WHAT TO WORK ON:
Reproduce everything from the start of the entries down to the line containing "x=173 y=249", swapping "calm water" for "still water" and keeping all else unchanged. Omit the pictures from the reproduction.

####

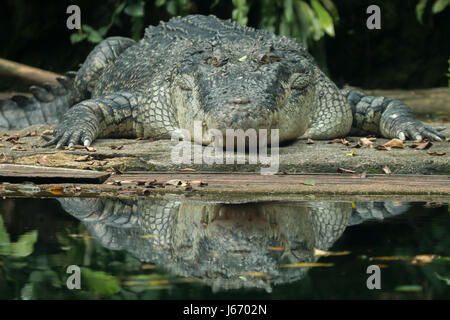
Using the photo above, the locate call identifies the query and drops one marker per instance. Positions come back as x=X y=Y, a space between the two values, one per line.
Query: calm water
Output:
x=173 y=249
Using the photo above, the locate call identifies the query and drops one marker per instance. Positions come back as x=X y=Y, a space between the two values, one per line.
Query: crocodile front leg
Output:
x=105 y=53
x=112 y=115
x=389 y=118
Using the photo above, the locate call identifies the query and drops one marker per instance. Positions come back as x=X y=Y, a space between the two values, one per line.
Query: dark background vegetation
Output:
x=403 y=54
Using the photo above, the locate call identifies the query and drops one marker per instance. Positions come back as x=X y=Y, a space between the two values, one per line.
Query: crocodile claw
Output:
x=74 y=129
x=415 y=130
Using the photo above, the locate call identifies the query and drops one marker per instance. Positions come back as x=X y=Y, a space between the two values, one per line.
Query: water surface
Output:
x=149 y=248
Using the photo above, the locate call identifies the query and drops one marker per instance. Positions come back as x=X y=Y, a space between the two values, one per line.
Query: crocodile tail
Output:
x=46 y=105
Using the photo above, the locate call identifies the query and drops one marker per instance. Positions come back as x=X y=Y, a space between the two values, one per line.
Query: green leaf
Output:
x=439 y=6
x=76 y=37
x=160 y=3
x=312 y=20
x=25 y=245
x=120 y=8
x=171 y=7
x=99 y=281
x=92 y=35
x=240 y=11
x=324 y=17
x=420 y=9
x=137 y=24
x=5 y=244
x=446 y=280
x=103 y=30
x=331 y=8
x=135 y=9
x=409 y=288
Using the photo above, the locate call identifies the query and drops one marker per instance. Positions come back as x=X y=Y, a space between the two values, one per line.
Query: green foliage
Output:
x=133 y=8
x=306 y=21
x=448 y=75
x=438 y=6
x=23 y=247
x=100 y=282
x=240 y=11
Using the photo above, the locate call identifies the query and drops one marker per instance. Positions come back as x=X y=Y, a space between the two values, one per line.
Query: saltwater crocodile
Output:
x=224 y=245
x=201 y=68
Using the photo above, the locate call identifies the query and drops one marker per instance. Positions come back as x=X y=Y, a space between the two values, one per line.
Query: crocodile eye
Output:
x=267 y=58
x=186 y=82
x=300 y=81
x=216 y=61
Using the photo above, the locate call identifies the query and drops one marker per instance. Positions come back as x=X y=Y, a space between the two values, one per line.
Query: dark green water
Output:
x=155 y=249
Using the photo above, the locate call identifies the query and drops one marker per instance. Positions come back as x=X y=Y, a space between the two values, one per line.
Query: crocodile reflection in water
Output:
x=218 y=243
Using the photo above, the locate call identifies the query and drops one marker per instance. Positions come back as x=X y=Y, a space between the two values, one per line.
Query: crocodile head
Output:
x=245 y=85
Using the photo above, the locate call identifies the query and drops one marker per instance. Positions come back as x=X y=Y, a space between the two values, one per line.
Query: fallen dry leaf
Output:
x=275 y=248
x=306 y=264
x=365 y=142
x=57 y=190
x=255 y=274
x=83 y=158
x=394 y=143
x=391 y=258
x=75 y=147
x=10 y=138
x=423 y=259
x=42 y=160
x=426 y=144
x=187 y=170
x=176 y=182
x=343 y=141
x=30 y=134
x=342 y=170
x=18 y=147
x=322 y=253
x=362 y=175
x=148 y=236
x=197 y=183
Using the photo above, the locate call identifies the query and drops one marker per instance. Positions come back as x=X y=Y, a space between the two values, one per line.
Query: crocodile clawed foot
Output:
x=415 y=130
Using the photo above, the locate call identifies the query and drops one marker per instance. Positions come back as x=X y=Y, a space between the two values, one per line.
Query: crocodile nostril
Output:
x=240 y=100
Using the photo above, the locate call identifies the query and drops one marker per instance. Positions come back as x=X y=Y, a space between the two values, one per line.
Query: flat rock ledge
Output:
x=125 y=155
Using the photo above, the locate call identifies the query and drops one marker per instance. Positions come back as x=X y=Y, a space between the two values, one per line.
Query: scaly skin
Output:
x=226 y=76
x=218 y=243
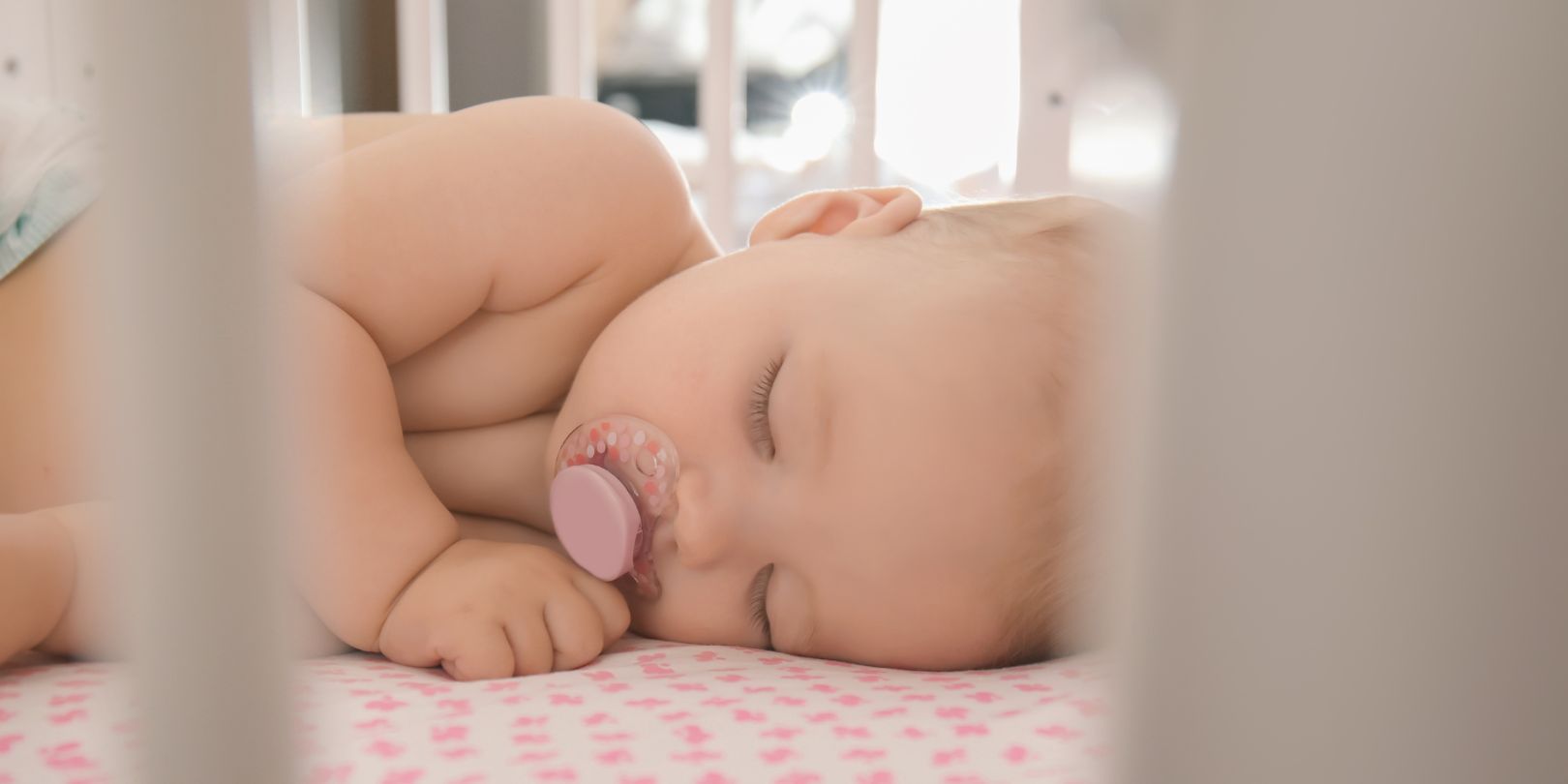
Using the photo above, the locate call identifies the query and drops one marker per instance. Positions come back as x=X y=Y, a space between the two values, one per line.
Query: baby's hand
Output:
x=488 y=609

####

SOLVED EXERCISE:
Using the photo above, the locate call identifies the query and drops one marker per instance. Positions come back as x=X y=Y, a space between the two values, one per line.
Query: still water
Output:
x=173 y=249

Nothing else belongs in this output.